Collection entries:
:::
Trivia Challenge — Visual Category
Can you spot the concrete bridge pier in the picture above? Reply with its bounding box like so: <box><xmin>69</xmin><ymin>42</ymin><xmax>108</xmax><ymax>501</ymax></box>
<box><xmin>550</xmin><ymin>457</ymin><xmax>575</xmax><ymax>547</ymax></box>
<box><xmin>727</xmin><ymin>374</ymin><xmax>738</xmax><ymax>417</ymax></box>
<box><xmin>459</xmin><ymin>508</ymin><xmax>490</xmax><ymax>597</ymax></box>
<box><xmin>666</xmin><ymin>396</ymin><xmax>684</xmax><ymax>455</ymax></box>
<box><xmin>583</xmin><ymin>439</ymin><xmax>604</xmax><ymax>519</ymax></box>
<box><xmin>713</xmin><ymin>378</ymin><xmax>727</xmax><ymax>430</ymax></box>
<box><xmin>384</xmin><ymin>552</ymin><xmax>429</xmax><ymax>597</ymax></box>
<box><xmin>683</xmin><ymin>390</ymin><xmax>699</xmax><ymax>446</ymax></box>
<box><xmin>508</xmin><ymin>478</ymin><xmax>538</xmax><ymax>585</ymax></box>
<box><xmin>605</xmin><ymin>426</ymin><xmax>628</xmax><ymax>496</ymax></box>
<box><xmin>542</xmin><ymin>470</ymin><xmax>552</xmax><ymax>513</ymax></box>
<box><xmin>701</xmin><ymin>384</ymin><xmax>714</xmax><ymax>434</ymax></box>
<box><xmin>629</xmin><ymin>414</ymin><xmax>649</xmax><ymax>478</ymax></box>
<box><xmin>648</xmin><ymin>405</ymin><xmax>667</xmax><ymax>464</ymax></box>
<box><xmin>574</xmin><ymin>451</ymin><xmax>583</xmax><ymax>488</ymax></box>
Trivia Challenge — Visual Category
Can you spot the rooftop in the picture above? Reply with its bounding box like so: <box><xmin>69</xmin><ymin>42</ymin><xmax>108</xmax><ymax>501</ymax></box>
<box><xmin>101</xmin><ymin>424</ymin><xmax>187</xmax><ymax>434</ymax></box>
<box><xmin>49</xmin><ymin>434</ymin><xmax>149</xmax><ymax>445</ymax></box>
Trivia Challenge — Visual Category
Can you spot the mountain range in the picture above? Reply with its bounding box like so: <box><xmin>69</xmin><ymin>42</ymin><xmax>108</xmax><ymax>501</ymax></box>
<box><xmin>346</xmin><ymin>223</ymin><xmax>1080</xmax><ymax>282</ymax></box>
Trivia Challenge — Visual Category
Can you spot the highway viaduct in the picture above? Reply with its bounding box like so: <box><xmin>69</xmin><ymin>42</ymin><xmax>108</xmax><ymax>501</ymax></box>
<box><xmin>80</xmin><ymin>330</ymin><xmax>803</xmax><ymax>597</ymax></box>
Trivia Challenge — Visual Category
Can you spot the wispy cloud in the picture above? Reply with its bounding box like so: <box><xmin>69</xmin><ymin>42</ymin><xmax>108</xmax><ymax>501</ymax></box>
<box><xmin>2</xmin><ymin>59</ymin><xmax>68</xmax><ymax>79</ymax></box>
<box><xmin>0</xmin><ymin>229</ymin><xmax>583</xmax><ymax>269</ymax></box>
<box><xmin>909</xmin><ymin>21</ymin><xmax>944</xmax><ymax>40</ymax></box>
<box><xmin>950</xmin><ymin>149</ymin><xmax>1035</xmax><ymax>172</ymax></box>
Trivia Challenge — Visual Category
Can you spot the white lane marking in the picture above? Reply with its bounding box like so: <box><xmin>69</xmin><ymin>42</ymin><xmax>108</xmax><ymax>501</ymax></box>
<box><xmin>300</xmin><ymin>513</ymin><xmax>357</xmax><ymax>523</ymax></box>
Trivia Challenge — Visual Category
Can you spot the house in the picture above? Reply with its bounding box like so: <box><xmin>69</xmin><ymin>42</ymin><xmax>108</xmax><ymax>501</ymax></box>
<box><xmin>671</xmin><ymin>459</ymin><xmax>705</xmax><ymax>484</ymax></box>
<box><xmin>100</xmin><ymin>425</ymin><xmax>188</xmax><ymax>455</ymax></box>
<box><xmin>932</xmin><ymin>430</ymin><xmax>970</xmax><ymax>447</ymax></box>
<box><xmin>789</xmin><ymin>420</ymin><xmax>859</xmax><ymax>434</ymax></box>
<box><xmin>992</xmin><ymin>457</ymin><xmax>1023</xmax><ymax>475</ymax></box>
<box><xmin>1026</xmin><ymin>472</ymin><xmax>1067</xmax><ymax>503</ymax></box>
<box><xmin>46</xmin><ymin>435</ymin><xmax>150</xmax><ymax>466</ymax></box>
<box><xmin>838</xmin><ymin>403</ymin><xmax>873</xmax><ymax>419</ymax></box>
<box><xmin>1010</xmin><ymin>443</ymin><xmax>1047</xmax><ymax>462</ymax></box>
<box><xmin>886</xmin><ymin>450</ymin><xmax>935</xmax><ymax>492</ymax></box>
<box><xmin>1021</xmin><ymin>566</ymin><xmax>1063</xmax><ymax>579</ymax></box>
:::
ABOUT THIS TASK: Word for word, repeat every record.

RESPONSE AREA:
Trivia Challenge — Visual Category
Can you spot the concrete bridge pier in the picture above? Reply with its bounding box like so: <box><xmin>69</xmin><ymin>42</ymin><xmax>108</xmax><ymax>501</ymax></box>
<box><xmin>550</xmin><ymin>457</ymin><xmax>575</xmax><ymax>547</ymax></box>
<box><xmin>727</xmin><ymin>374</ymin><xmax>738</xmax><ymax>417</ymax></box>
<box><xmin>459</xmin><ymin>508</ymin><xmax>490</xmax><ymax>597</ymax></box>
<box><xmin>666</xmin><ymin>396</ymin><xmax>684</xmax><ymax>455</ymax></box>
<box><xmin>583</xmin><ymin>439</ymin><xmax>604</xmax><ymax>519</ymax></box>
<box><xmin>713</xmin><ymin>378</ymin><xmax>727</xmax><ymax>430</ymax></box>
<box><xmin>384</xmin><ymin>552</ymin><xmax>429</xmax><ymax>597</ymax></box>
<box><xmin>683</xmin><ymin>390</ymin><xmax>699</xmax><ymax>446</ymax></box>
<box><xmin>508</xmin><ymin>478</ymin><xmax>538</xmax><ymax>585</ymax></box>
<box><xmin>605</xmin><ymin>426</ymin><xmax>628</xmax><ymax>496</ymax></box>
<box><xmin>542</xmin><ymin>470</ymin><xmax>552</xmax><ymax>513</ymax></box>
<box><xmin>701</xmin><ymin>384</ymin><xmax>714</xmax><ymax>434</ymax></box>
<box><xmin>629</xmin><ymin>414</ymin><xmax>649</xmax><ymax>478</ymax></box>
<box><xmin>648</xmin><ymin>405</ymin><xmax>667</xmax><ymax>464</ymax></box>
<box><xmin>574</xmin><ymin>451</ymin><xmax>583</xmax><ymax>488</ymax></box>
Trivia Challenge — Visual Category
Can you spot the rooftop in the picture above? Reply with its bounding box like so: <box><xmin>69</xmin><ymin>42</ymin><xmax>108</xmax><ymax>501</ymax></box>
<box><xmin>101</xmin><ymin>424</ymin><xmax>187</xmax><ymax>434</ymax></box>
<box><xmin>49</xmin><ymin>434</ymin><xmax>149</xmax><ymax>445</ymax></box>
Trivia Challenge — Visual Category
Can you spot the mountain range in the picture above? Reply with its bounding box like so: <box><xmin>69</xmin><ymin>42</ymin><xmax>108</xmax><ymax>501</ymax></box>
<box><xmin>346</xmin><ymin>223</ymin><xmax>1080</xmax><ymax>282</ymax></box>
Trivia Challenge — Visual Category
Can you spot the highway viaduct in the picture above? Reply with its bounding box like so: <box><xmin>69</xmin><ymin>42</ymin><xmax>108</xmax><ymax>501</ymax></box>
<box><xmin>80</xmin><ymin>330</ymin><xmax>803</xmax><ymax>597</ymax></box>
Trivia Challenge — Visual Category
Can you spot the wispy cloud in the picture above? Reply with its bounding box like so: <box><xmin>69</xmin><ymin>42</ymin><xmax>108</xmax><ymax>501</ymax></box>
<box><xmin>2</xmin><ymin>59</ymin><xmax>68</xmax><ymax>79</ymax></box>
<box><xmin>0</xmin><ymin>229</ymin><xmax>583</xmax><ymax>269</ymax></box>
<box><xmin>909</xmin><ymin>21</ymin><xmax>944</xmax><ymax>40</ymax></box>
<box><xmin>950</xmin><ymin>149</ymin><xmax>1035</xmax><ymax>172</ymax></box>
Trivia Challenge — Visual Category
Can you spot the white lane marking in the picture above? Reply with its bounding box like so: <box><xmin>69</xmin><ymin>42</ymin><xmax>108</xmax><ymax>501</ymax></box>
<box><xmin>300</xmin><ymin>513</ymin><xmax>357</xmax><ymax>523</ymax></box>
Trivia Challenge — Visual Category
Can you spot the house in the picture above? Reply with its bounding box like so: <box><xmin>69</xmin><ymin>42</ymin><xmax>108</xmax><ymax>501</ymax></box>
<box><xmin>671</xmin><ymin>459</ymin><xmax>705</xmax><ymax>484</ymax></box>
<box><xmin>100</xmin><ymin>425</ymin><xmax>188</xmax><ymax>455</ymax></box>
<box><xmin>932</xmin><ymin>430</ymin><xmax>970</xmax><ymax>447</ymax></box>
<box><xmin>789</xmin><ymin>420</ymin><xmax>859</xmax><ymax>434</ymax></box>
<box><xmin>992</xmin><ymin>457</ymin><xmax>1023</xmax><ymax>475</ymax></box>
<box><xmin>1026</xmin><ymin>472</ymin><xmax>1067</xmax><ymax>503</ymax></box>
<box><xmin>46</xmin><ymin>435</ymin><xmax>150</xmax><ymax>466</ymax></box>
<box><xmin>838</xmin><ymin>403</ymin><xmax>873</xmax><ymax>419</ymax></box>
<box><xmin>1010</xmin><ymin>443</ymin><xmax>1047</xmax><ymax>462</ymax></box>
<box><xmin>886</xmin><ymin>450</ymin><xmax>935</xmax><ymax>492</ymax></box>
<box><xmin>1021</xmin><ymin>566</ymin><xmax>1063</xmax><ymax>579</ymax></box>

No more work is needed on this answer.